TEXT:
▼

Plaintiffs filed their motion for a new trial in due time and the same was, by the court, overruled. Both plaintiffs and defendant filed assignments of error and bills of exception, each giving notice of appeal, and the case is now brought before this court for review.

The appellants' first four propositions will be grouped and treated together for the reason they involve the same question; the said propositions being as follows:

First Proposition. — Gasoline is oil under the term "oil" as used in the lease contract.

Second Proposition. — Casinghead gas and gasoline are the same except for the residue gas contained in the former; said residue gas containing the same elements as ordinary dry gas.

Third Proposition. — Residue gas left after separating gasoline from gas coming through the casinghead is still "casinghead gas" as that term is used in the lease contract.

Fourth Proposition. — Where a lease contract provides for the payment of royalties and rentals to lessors of "one-eighth of all oil produced and saved * * *; for each well producing gas only, sold or used off the premises, $200 per year; for casinghead gas, when sold or used off the premises, $25 per year for each well, the payment for gas to be made quarterly in advance," and the lessee operating under said lease separates the gasoline from the casinghead gas on the premises, lessors are entitled, under the terms of the lease, to one-eighth of the gasoline and to $25 per well for the residue gas when it is sold or used off the premises.

▲

WORK TO DO:
a – In the appeal over royalties on casinghead gas and gasoline, why are the appellants' first four propositions grouped and treated together? Answer in one to three sentences.
b – Extend the appeal over royalties on casinghead gas and gasoline, starting after its last sentence.
The rows that follow are unrelated to the text and are not used.

DATA:
▼

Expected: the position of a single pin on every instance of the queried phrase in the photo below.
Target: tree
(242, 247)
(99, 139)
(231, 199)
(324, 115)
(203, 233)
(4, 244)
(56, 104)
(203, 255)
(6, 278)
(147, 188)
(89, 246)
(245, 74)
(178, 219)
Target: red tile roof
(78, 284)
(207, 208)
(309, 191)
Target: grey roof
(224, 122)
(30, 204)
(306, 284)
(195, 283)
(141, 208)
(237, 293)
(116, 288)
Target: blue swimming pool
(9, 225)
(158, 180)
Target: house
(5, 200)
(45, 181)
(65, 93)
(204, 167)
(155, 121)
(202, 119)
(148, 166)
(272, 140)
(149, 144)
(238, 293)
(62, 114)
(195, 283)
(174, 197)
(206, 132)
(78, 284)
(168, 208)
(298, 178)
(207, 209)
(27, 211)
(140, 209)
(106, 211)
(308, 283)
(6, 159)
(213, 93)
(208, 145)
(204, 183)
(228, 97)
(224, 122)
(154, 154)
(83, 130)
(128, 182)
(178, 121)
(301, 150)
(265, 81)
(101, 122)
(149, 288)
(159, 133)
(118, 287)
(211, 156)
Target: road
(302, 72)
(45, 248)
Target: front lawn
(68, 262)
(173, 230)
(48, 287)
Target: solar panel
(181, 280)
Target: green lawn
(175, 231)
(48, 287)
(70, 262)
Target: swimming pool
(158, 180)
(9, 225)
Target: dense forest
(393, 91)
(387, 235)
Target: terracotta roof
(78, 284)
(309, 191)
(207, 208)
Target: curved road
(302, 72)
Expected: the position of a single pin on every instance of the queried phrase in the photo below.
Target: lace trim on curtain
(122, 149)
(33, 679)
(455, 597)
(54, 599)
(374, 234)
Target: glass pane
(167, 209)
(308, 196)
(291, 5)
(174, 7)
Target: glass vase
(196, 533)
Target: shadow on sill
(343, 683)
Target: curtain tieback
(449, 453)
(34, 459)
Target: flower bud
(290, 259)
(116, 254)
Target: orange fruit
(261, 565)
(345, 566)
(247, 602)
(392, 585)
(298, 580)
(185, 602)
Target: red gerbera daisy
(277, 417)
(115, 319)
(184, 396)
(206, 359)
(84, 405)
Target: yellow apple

▲

RESPONSES TO THE EXERCISE:
a – The court groups and treats them together because all four involve the same question.

b –
The court submitted the jury special issue No. 6, which is as follows:

"Is the casinghead gas oil, as that term is used in the lease contract offered in evidence in this case? To which the jury answered, "Yes; a part."

There was a great deal of expert testimony offered by both parties on the question of whether casinghead gas was oil, and we feel disposed to quote at length testimony of the main scientific witnesses upon that point:

The witness R. E. Barker testified as follows:

"I am engaged in the manufacture of casinghead gasoline. I have been engaged in that work about 3 1/2 years. In my opinion casinghead gas is a part of oil. I have heard of people blowing lean natural gas or high pressure gas into a well for the purpose of picking up hydrocarbons from the sand or from the oil and then recovering it again as wet gas. I stated, on direct examination, when I was asked as to whether or not casinghead gas was a part of oil, that I thought it was, and as to whether or not I meant by that, that casinghead gas had some of the constituent elements that are included in crude oil, casinghead gas as we have described it here is composed principally of the same elements that go to make up gasoline, that is, pentane, heptane, hexane, and butane. Of course, that gas when manufactured or when used in a plant for the manufacture of gasoline, a large part of this element is consumed in the manufacture. As to whether or not I mean to say that this casinghead gas that comes out of the well at the casinghead is the same thing as liquid petroleum, I say that part of it that may be extracted and converted into gasoline has the same elements."

The witness Alexander Clark testified as follows:

"I am engaged in the gasoline business. I have been in that business since 1906. I have been actively engaged in the designing of plants and operation of gasoline extraction plants for about 18 years, both absorption and compression plants. In my experience with gasoline plants I have had experience with casinghead gas, during that period of time.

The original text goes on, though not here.